Stored data:
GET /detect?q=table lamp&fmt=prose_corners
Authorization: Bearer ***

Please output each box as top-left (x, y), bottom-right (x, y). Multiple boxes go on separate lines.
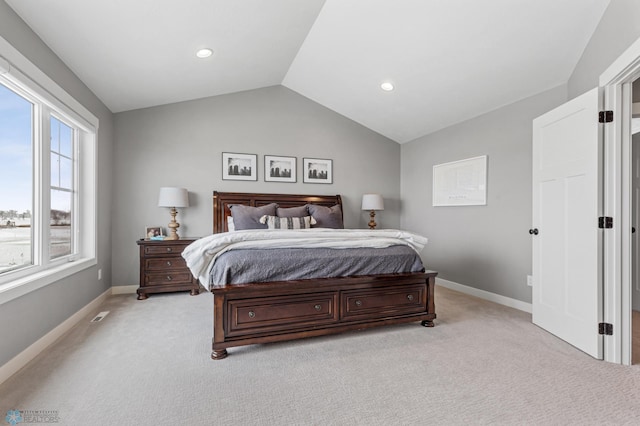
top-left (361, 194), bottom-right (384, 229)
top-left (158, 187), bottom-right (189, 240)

* * *

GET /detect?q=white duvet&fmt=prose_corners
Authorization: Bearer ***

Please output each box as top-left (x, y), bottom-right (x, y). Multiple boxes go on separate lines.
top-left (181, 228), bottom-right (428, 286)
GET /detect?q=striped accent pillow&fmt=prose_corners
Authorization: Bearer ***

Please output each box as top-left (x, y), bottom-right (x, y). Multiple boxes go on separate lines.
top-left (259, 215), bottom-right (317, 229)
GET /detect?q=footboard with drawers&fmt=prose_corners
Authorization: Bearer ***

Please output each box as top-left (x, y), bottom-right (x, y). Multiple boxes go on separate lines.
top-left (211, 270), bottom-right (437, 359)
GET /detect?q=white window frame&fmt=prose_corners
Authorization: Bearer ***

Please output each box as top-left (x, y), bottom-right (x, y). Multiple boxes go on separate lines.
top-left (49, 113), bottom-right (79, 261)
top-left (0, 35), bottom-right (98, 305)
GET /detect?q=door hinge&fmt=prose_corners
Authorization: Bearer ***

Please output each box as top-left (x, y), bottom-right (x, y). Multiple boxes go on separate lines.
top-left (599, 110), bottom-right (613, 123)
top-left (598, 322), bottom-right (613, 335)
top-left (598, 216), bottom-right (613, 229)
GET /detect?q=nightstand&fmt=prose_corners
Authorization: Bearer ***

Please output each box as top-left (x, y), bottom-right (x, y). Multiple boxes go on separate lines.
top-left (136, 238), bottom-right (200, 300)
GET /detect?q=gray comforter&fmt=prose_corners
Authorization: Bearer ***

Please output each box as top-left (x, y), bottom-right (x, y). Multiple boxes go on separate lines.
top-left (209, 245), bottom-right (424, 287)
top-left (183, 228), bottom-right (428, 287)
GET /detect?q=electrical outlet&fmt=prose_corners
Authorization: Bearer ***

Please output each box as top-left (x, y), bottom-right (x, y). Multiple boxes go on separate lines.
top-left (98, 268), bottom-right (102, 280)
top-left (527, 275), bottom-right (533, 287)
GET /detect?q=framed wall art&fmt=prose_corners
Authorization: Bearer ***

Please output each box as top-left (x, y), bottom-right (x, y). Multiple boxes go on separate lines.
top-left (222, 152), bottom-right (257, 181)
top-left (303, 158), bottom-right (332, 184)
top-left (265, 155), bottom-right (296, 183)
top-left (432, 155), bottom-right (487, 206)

--

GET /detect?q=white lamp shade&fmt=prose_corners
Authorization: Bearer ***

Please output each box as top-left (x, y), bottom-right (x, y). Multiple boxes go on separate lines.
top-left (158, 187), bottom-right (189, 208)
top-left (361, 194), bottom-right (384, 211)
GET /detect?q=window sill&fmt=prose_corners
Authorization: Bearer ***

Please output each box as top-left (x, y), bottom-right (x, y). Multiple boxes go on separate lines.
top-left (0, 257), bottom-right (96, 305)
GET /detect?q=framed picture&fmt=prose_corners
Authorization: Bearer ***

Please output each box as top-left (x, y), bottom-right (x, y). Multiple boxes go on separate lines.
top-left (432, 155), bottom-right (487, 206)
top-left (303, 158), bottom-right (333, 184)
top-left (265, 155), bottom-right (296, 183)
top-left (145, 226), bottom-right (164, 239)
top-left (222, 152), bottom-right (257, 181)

Directions: Lines holding the word "white" in the entries above are the ones to pull out. Copy them all.

Exercise output:
GET /detect?q=white duvet&fmt=prose_corners
GET /detect?q=white window frame&fmt=prose_corners
GET /detect?q=white lamp shade&fmt=prose_corners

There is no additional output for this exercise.